Format all of the data below as a numbered list, leaving out any blank lines.

■ DATA RECORDS ■
################

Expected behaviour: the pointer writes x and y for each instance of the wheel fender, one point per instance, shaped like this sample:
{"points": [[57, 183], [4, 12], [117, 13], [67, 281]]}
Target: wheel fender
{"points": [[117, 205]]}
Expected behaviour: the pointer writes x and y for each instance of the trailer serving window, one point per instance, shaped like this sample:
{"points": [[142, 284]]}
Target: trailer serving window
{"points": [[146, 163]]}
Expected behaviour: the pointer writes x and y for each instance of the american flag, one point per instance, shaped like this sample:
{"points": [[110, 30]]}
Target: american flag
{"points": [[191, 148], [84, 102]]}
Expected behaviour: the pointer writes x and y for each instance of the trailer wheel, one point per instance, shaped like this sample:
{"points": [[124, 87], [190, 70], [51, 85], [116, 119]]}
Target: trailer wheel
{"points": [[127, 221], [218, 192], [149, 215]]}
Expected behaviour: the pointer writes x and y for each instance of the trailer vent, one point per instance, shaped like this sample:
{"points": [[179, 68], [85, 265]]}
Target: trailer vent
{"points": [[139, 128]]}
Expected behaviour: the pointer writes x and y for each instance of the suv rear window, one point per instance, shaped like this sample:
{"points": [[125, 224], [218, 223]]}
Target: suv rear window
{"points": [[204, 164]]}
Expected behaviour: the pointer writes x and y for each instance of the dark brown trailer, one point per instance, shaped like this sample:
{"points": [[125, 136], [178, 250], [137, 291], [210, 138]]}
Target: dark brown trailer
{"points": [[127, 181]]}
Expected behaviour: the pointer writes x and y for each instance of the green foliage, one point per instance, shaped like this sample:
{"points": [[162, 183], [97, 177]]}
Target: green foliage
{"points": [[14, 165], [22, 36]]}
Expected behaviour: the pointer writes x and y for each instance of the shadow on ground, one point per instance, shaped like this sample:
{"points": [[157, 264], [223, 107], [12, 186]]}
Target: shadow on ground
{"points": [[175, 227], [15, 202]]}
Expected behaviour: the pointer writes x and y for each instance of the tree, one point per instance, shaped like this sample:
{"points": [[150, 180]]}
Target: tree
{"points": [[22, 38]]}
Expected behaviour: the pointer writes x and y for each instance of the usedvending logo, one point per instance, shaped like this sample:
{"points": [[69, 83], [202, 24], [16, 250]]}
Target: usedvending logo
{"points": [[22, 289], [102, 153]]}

################

■ SOLUTION TO THE PROBLEM ■
1. Expected behaviour: the pointer writes x and y for each instance of the wheel fender, one point per instance, shaped like this sample:
2. {"points": [[57, 183], [4, 12], [117, 13], [67, 281]]}
3. Target: wheel fender
4. {"points": [[117, 205]]}
5. Expected behaviour: the pointer writes x and y for each instance of the trailer serving window, one point per instance, shaped like this sample:
6. {"points": [[142, 284]]}
7. Target: trailer serving window
8. {"points": [[146, 163]]}
9. Expected behaviour: the pointer writes x and y for each instance of the american flag, one point per instance, shaped like this sample:
10. {"points": [[110, 30]]}
11. Target: american flag
12. {"points": [[191, 148], [84, 102]]}
13. Expected behaviour: the pointer writes x and y for each instance of the trailer wheel, one point per instance, shaped like this sample:
14. {"points": [[124, 87], [190, 70], [51, 85], [116, 119]]}
15. Target: trailer wheel
16. {"points": [[127, 221], [218, 192], [149, 215]]}
17. Expected behaviour: the pointer writes x and y for each instance of the trailer vent, one point per instance, shaped like this sample:
18. {"points": [[179, 68], [85, 265]]}
19. Target: trailer vent
20. {"points": [[139, 128]]}
21. Expected behaviour: the pointer writes x and y for each instance of the suv rear window, one point per instance, shaped like this sample:
22. {"points": [[125, 224], [218, 223]]}
23. Target: suv rear window
24. {"points": [[204, 164]]}
25. Expected behaviour: the pointer writes x and y for each instance of the dark brown trailer, one point per instance, shaped like this sample:
26. {"points": [[125, 136], [178, 250], [137, 291], [210, 138]]}
27. Target: dark brown trailer
28. {"points": [[127, 181]]}
29. Expected behaviour: the pointer writes x and y for each instance of the green foliage, one point per instance, shaped like this sample:
30. {"points": [[162, 183], [97, 177]]}
31. Target: green foliage
32. {"points": [[14, 165], [22, 36]]}
33. Expected behaviour: the pointer writes x and y for each instance of the shadow on ground, one point per instance, shaped like this sample:
34. {"points": [[157, 264], [223, 107], [12, 186]]}
35. Target: shadow on ground
36. {"points": [[175, 227], [15, 202]]}
37. Expected behaviour: the pointer writes x and y for each instance of the tree, one point per instance, shaped like this sample:
38. {"points": [[150, 180]]}
39. Target: tree
40. {"points": [[22, 38]]}
41. Expected behaviour: the pointer writes x and y for each instance of the usedvending logo, one point per instance, shaped like this sample:
42. {"points": [[69, 83], [202, 24], [16, 250]]}
43. Target: usedvending logo
44. {"points": [[22, 289], [102, 153]]}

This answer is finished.